PROBLEM STATEMENT
Copy out every line from the one containing "of the bardesign" down to the one containing "(1252, 368)", both included, without the pictures.

LISTED RECORDS
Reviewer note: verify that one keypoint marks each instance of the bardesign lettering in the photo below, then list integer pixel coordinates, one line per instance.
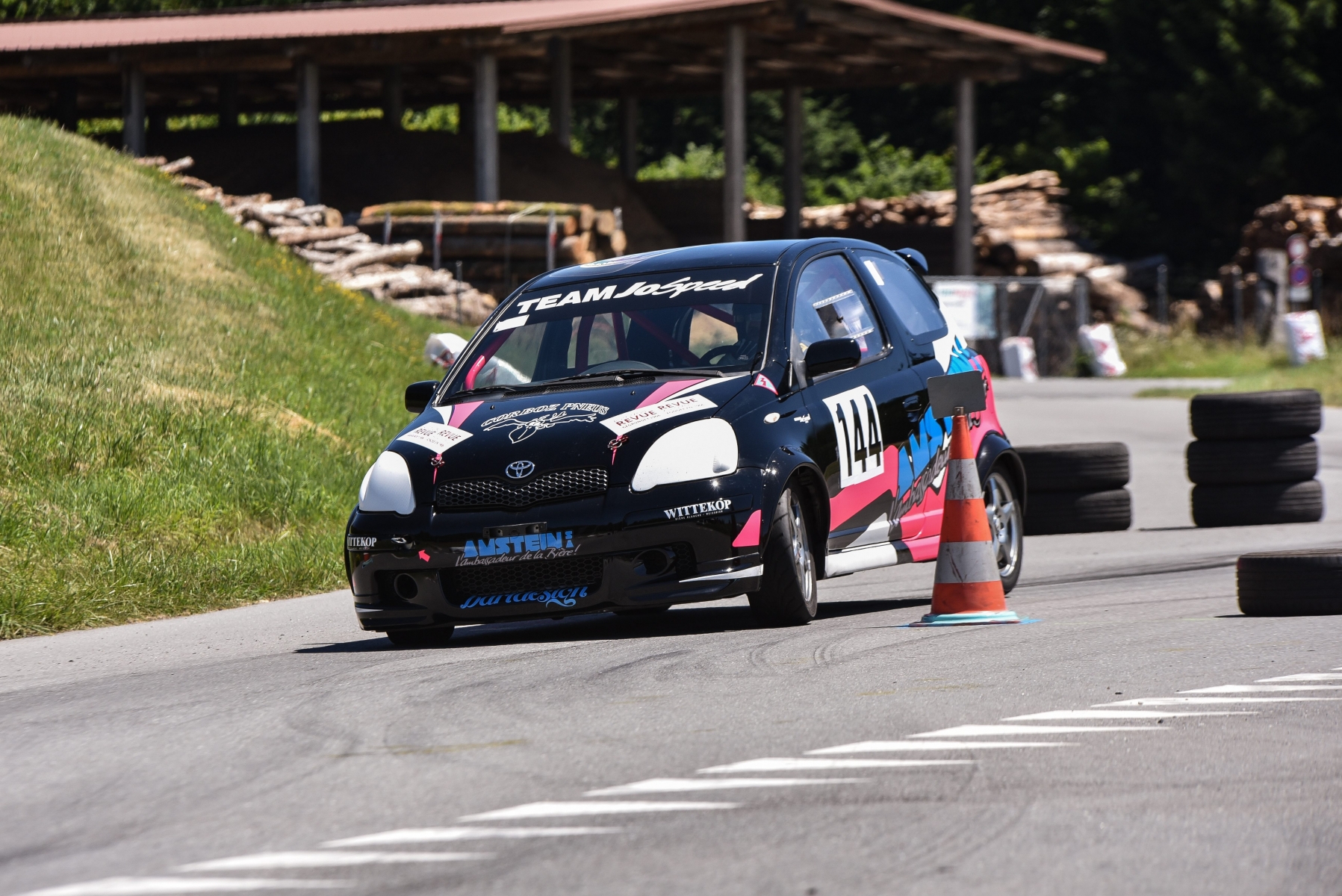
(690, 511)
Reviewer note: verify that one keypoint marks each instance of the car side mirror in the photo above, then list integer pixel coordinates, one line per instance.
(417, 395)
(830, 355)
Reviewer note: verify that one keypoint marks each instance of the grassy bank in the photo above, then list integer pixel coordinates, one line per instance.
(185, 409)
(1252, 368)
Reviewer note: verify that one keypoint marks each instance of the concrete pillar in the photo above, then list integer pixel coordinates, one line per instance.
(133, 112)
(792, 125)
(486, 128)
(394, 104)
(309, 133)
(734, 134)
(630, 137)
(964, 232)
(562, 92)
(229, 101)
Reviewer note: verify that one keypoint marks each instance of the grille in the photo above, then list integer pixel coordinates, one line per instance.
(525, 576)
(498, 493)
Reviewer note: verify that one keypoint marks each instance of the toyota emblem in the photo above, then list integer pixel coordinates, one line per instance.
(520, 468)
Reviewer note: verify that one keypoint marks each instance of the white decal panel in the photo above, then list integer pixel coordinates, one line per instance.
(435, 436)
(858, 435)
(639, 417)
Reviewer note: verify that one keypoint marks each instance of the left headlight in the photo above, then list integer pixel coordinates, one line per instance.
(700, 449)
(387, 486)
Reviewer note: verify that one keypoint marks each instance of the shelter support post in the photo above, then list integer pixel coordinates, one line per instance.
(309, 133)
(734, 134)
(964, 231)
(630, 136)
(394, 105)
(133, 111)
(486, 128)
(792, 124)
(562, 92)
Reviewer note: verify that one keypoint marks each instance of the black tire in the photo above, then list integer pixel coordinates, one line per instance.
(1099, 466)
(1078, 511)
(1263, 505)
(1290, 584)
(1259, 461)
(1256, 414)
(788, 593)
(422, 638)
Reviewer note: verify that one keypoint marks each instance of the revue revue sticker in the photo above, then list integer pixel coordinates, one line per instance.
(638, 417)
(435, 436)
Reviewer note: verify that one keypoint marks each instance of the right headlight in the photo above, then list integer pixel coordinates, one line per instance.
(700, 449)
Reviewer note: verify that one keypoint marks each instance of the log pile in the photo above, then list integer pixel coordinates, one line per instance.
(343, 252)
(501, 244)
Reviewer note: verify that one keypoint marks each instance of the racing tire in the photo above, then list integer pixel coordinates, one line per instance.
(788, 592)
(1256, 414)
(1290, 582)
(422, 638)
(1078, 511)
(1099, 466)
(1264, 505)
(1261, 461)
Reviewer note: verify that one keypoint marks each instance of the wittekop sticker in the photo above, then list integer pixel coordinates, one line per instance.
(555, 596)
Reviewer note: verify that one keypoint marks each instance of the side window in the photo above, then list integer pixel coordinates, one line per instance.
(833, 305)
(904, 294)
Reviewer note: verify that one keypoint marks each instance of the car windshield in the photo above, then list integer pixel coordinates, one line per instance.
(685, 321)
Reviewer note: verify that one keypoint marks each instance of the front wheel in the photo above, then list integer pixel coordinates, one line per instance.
...
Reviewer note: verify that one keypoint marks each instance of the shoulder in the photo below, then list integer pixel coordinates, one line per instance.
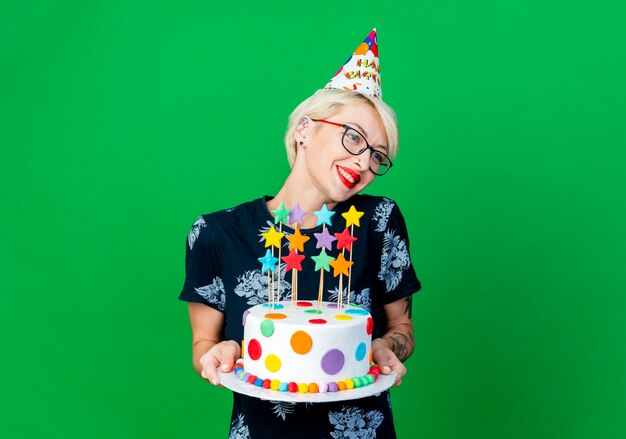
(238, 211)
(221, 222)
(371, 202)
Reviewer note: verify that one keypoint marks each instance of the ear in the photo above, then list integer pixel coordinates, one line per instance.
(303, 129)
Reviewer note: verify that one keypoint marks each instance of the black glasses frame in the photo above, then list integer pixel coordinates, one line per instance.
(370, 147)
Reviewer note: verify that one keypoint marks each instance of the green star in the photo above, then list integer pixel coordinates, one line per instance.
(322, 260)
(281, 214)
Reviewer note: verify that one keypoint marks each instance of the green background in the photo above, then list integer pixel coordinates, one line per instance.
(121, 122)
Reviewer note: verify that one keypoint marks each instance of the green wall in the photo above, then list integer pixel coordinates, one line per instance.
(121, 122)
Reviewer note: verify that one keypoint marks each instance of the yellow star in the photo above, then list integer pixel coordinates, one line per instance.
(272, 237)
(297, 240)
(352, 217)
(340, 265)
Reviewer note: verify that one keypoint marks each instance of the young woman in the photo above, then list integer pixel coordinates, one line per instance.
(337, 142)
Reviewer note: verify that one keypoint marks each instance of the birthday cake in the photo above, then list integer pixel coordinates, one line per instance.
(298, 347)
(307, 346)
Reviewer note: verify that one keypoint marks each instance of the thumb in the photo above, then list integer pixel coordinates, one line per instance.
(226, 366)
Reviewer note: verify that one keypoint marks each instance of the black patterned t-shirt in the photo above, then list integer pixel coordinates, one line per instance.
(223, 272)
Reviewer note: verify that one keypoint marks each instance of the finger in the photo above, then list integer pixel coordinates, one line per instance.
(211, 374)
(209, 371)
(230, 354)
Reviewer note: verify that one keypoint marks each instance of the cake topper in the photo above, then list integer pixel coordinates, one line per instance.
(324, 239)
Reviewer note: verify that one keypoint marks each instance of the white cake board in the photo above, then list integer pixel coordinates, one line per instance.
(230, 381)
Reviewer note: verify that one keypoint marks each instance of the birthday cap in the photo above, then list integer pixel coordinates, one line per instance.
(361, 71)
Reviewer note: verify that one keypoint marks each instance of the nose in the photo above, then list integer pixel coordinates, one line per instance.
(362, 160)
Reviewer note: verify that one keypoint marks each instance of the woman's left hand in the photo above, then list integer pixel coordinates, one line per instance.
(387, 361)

RESPONSE
Reviewer note: verify that one keypoint marks each instance of the bardesign lettering in the photo below, then list integer pixel coordinates, one line per instance.
(690, 511)
Reviewer note: verify that one keypoint marks each instance of the car side mirror in the photo above, then list integer pixel coordinates, one line per instance.
(417, 395)
(830, 355)
Reviewer note: verify that one keypoint marks each instance of the grassy bank in the photo above, then list integer pixel coordinates, one line per instance.
(185, 409)
(1252, 368)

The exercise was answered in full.